* **Kutipan Teks**
Daerah Berharap Pengelolaan Pertambangan Adil dan Transparan

oleh
oleh
ILUSTRASI: Tambang batu bara (Istimewa)

kaltengonline.com – Sumber daya alam (SDA) di Indonesia begitu melimpah. Salah satunya baru bara, komoditas sumber energi yang menjadi primadona sebagai bahan baku industri negara-negara di seluruh dunia. Hal itu disampaikan oleh Sekda Kalteng H Nuryakin saat membuka Pembinaan dan Pengawasan Terpadu Mineral dan Batubara bersama Komisi VII DPR-RI di Provinsi Kalteng, bertempat di Swiss-Belhotel Danum, Kamis (27/10).

Sekda mengatakan, permintaan pasokan batu bara cukup tinggi. Karena itu diperlukan pengelolaan dan pemanfaatan secara bijak dan berkesinambungan untuk pemulihan alam dan lingkungan. Berdasarkan data pelimpahan izin usaha pertambangan (IUP) dari Kalteng kepada pemerintah pusat, terdapat 229 IUP batu bara dengan luasan 905.223,19 hektare (ha).

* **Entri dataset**
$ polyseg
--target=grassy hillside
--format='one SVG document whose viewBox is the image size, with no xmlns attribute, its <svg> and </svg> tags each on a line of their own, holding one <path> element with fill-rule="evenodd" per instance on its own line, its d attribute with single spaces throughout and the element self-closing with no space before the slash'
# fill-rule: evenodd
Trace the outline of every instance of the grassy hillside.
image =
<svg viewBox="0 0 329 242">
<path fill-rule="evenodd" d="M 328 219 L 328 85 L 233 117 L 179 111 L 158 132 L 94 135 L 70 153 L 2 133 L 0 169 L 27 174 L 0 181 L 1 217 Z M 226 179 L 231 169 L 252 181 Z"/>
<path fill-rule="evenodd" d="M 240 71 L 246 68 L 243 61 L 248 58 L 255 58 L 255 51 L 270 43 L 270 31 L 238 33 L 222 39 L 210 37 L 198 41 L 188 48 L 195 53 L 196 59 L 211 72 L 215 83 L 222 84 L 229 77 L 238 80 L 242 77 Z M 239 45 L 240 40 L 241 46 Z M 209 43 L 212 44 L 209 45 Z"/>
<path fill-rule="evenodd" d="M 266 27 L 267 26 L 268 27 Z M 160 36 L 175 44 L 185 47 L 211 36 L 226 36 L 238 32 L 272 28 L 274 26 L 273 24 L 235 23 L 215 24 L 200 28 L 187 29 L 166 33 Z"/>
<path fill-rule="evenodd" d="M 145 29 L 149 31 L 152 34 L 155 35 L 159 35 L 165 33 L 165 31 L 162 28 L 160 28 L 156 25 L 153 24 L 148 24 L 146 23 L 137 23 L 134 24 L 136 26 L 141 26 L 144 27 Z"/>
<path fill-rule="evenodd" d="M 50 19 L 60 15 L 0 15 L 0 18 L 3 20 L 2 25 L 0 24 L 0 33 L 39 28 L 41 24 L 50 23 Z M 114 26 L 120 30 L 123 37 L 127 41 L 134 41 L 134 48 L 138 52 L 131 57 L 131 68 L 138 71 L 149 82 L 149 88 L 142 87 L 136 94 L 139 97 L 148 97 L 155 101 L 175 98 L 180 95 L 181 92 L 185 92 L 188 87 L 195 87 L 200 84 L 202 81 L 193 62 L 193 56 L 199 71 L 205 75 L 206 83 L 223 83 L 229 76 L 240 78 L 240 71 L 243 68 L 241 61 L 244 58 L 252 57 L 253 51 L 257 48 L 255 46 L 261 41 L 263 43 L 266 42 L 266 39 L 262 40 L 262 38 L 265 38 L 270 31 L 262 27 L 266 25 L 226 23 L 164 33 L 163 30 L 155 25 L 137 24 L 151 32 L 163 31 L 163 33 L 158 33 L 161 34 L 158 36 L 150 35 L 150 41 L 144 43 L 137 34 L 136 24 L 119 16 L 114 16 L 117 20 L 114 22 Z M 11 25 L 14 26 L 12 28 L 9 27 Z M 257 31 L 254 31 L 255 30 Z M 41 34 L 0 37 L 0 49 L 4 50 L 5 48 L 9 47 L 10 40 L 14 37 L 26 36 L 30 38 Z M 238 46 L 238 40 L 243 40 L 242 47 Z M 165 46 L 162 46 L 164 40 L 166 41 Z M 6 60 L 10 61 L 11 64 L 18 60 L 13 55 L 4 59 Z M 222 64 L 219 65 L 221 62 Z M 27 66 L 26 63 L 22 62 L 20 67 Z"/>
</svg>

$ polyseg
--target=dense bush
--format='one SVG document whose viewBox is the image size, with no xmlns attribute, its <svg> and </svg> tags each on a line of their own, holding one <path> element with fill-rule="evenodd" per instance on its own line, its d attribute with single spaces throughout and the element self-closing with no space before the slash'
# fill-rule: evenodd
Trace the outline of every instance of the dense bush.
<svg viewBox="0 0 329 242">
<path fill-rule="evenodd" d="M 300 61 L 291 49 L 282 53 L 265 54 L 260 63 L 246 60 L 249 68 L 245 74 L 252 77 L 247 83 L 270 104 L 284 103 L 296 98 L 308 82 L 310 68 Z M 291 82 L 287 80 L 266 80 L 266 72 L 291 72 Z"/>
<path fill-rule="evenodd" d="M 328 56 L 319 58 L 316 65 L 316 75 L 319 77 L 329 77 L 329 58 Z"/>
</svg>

* **Permintaan 1**
Menurut kutipan teks, berapa jumlah IUP batu bara yang dilimpahkan dari Kalteng kepada pemerintah pusat?
* **Permintaan 2**
Tolong kumpulkan setiap baris data yang memuat string "grassy". Huruf besar dan kecil harus sama persis.

* **Jawaban Tugas 1**
Sebanyak 229 IUP batu bara.

* **Jawaban Tugas 2**
--target=grassy hillside
Trace the outline of every instance of the grassy hillside.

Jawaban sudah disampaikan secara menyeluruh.